* [Exercise 1]
Answer these from the article on warfarin safety:
(a) What brand name is warfarin sold under?
(b) Who reviews all patients on warfarin every day?
(c) In what month did Pharmacy put in place the pharmacist-managed warfarin protocol?
* [Exercise 2] Reproduce the article on warfarin safety word for word, between "Most staff are" and "course for patients.", inclusive.

Quality
UF Health Jacksonville continues to implement practices to lower infection rates and enhance overall care.
Most staff are likely aware of the multiple improvement efforts UF Health Jacksonville has successfully implemented to decrease hospital-acquired infections, improve sepsis survival rates and enhance care coordination for patients between inpatient-outpatient transitions. Those efforts have helped decrease 30-day hospital readmissions and improve the aftercare course for patients.
But there are many other initiatives happening quietly behind the scenes that result in safer patient care and improve quality metrics. An example is the unique collaboration between quality data engineers, the pharmacy team and the physician medical staff to enhance warfarin safety.
Warfarin, sold under the brand name Coumadin, is a medication used after certain cardiac and vascular procedures to prevent the formation of blood clots. The patient’s blood is anticoagulated to specific parameters using a laboratory test called the international normalized ratio, or INR. If the INR is too low, the patient is at risk for developing blood clots following the procedure. If the INR is too high, the patient could be at risk for bleeding. Keeping the medication at the correct, narrow range can be challenging.
An electronic INR surveillance program for patients on warfarin was developed by the quality data engineers and pharmacy informatics team. Like the sepsis surveillance program Azrael, the INR surveillance program scans through the electronic medical record system and notifies the physician care team and the pharmacy team if the INR goes above a certain level. This allows the teams to modify the medication dose to keep the ratio in the narrow therapeutic level.
The pharmacy manager reviews all patients on warfarin on a daily basis and identifies opportunities for improvement to the protocol and/or education of the pharmacists and medical staff. Seven days a week, inpatient pharmacists monitor each patient who is receiving warfarin and contact providers with recommendations for patients on non-consult services. This is done on rounds or via the secure chat function in the electronic medical record system.
In October, Pharmacy implemented a medical staff-approved, pharmacist-managed warfarin protocol for the hospital medicine service as a pilot program for UF Health Jacksonville. Pharmacists enter a progress note to document their findings and actions. The work by data engineers, pharmacy, laboratory and providers to enhance warfarin safety has resulted in a system that responds more rapidly. Since the implementation of these efforts, very few INR levels have reached undesirable levels from a quality perspective.

* [Extracted entries]
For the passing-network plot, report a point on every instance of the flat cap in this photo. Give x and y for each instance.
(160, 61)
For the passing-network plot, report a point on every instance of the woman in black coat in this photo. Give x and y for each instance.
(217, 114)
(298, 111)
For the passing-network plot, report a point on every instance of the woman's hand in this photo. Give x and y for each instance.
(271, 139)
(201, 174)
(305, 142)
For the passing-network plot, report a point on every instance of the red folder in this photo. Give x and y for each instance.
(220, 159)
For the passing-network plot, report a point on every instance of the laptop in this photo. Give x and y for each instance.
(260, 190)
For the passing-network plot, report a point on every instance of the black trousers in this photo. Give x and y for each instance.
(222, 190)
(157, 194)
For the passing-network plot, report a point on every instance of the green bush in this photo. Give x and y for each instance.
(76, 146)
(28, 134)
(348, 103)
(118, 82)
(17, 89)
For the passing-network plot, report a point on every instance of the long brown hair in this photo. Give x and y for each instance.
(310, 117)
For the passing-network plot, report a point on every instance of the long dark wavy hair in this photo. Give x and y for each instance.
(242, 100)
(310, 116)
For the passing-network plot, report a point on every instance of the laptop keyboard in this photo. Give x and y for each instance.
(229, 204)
==
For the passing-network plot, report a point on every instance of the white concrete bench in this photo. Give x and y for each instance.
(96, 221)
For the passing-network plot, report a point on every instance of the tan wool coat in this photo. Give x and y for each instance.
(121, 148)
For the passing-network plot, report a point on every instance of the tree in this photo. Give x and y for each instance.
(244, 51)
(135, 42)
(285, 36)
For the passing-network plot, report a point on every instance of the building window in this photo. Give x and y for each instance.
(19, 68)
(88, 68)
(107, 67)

* [Written reply 1]
(a) Coumadin
(b) The pharmacy manager
(c) October

* [Written reply 2]
Most staff are likely aware of the multiple improvement efforts UF Health Jacksonville has successfully implemented to decrease hospital-acquired infections, improve sepsis survival rates and enhance care coordination for patients between inpatient-outpatient transitions. Those efforts have helped decrease 30-day hospital readmissions and improve the aftercare course for patients.